Written problem 1: List every comment number that appears in the event-priority discussion.
Written problem 2: Reproduce the passage of the event-priority discussion between "There needs to" and "handle which events.", inclusive.

Robert O'Callahan (:roc) (email my personal email if necessary)

Comment 23

•

24 years ago

I see. Systems like this have been studied under the name of "Petri nets". I don't know much about that work though. It would be easy enough to implement "event chaining" where instead of posting a sequence of N events, you put them in a linked list and just post the first event. Every time an event is handled you check to see if it has a successor in the list, and if there is, post it. Is that enough? If we need to be able to specify arbitrary event ordering constraints, we might as well forget about a priority system and just go with a constraint DAG. It would probably be necessary to introduce explicit "event classes" (or "set IDs"), annotate each event with a set of classes, and specify constraints on the classes. This would be a little harder to implement but could still be done very efficiently. Exposing an explicit ordering DAG would actually be better than priorities, because when you set priorities you're always thinking about "we want A to happen before B, but after C, and so ..." --- it'd be easier and more maintainable to just state these requirements explicitly in the code.

Alec Flett

Comment 24

•

24 years ago

I don't think completely arbitrary event ordering is necessary, I'm just thinking something real simple: for proxies, each {originating, destination} thread would need it's own "event set" and the priorities of the events themselves could be set when the proxy object is created. for other events like the gecko events, it would be up to the caller. In the case of gecko specifically, the events would all have to belong to the same event set, but priorities could be different depending on the event. I'll post ideas about the event processing/dequeuing side later..

Doug Turner (:dougt)

Assignee

Comment 25

•

24 years ago

There needs to be some heuristics to avoid blocking a proxied call. For example, thread b proxies to thread a, but a is always handling layout events and never gets to the proxy events. We need to handle x layout events then check for lower priority events. I don;t think that the logic can be as simple as "handle all high priority events before lower priority events". I am worried that the caller of ProcessPendingEvents, or equivalent, is going to have not know about this logic. Ideally I think that clients want as little to worry about as possible. Where do you propose that this goes? Would it all be under the sheets of xpcom or would embedding clients needs to worry about how they handle which events.

Robert O'Callahan (:roc) (email my personal email if necessary)

Comment 26

•

24 years ago

We should be able to put all this in ProcessPendingEvents. Although we might have to extend ProcessPendingEvents a bit so that callers can 1) only process events above a certain priority (so that platform events can be effectively prioritized) 2) only process one event (in case a higher-priority platform event arrives while we are processing the first PLEvent). Avoiding starvation is important, but we have to be careful because arbitrarily violating priorities could break people's expectations, leading to bugs --- and even worse, ugly client-side workarounds. We would need to carefully distinguish between event ordering properties that are "hard" and never violated, and those that are "soft" and will sometimes be violated. If we used explicit event ordering constraints, we could mark constraints as "soft" or "hard"; soft constraints would not apply to events that have been in the queue for longer than a certain period of time.

Alec Flett

Comment 27

•

24 years ago

I think ProcessPendingEvents should simply be smart enough to make sure that certain events don't starve. This is a similar problem as an OS trying to round-robin it's processes. We could probably age the events by raising their priority the longer they are in the queue, and so forth.

Material:

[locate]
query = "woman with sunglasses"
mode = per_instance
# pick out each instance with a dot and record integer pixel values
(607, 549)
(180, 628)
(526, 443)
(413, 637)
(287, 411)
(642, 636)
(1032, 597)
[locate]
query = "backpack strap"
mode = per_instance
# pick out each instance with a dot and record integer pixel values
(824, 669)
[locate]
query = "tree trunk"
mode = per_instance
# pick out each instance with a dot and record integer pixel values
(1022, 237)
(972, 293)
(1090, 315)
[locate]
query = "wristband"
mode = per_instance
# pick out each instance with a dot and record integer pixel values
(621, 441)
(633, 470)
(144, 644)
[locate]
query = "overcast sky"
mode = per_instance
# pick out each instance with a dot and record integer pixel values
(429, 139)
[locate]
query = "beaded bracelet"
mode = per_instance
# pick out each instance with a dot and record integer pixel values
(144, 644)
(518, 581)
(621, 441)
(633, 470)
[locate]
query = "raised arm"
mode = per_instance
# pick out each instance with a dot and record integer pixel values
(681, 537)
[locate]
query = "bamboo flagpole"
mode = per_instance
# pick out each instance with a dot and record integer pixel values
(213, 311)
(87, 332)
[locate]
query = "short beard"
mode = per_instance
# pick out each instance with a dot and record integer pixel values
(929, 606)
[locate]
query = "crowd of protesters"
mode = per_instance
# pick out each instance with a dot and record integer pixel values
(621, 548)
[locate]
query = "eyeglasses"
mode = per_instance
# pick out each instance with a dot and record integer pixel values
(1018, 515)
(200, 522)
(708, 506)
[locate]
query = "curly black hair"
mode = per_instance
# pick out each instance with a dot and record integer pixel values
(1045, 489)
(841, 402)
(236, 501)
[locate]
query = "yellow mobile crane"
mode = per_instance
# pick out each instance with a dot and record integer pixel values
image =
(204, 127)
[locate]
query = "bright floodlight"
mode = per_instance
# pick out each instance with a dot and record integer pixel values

Correct answer 1: 23, 24, 25, 26, 27

Correct answer 2:
There needs to be some heuristics to avoid blocking a proxied call. For example, thread b proxies to thread a, but a is always handling layout events and never gets to the proxy events. We need to handle x layout events then check for lower priority events. I don;t think that the logic can be as simple as "handle all high priority events before lower priority events". I am worried that the caller of ProcessPendingEvents, or equivalent, is going to have not know about this logic. Ideally I think that clients want as little to worry about as possible. Where do you propose that this goes? Would it all be under the sheets of xpcom or would embedding clients needs to worry about how they handle which events.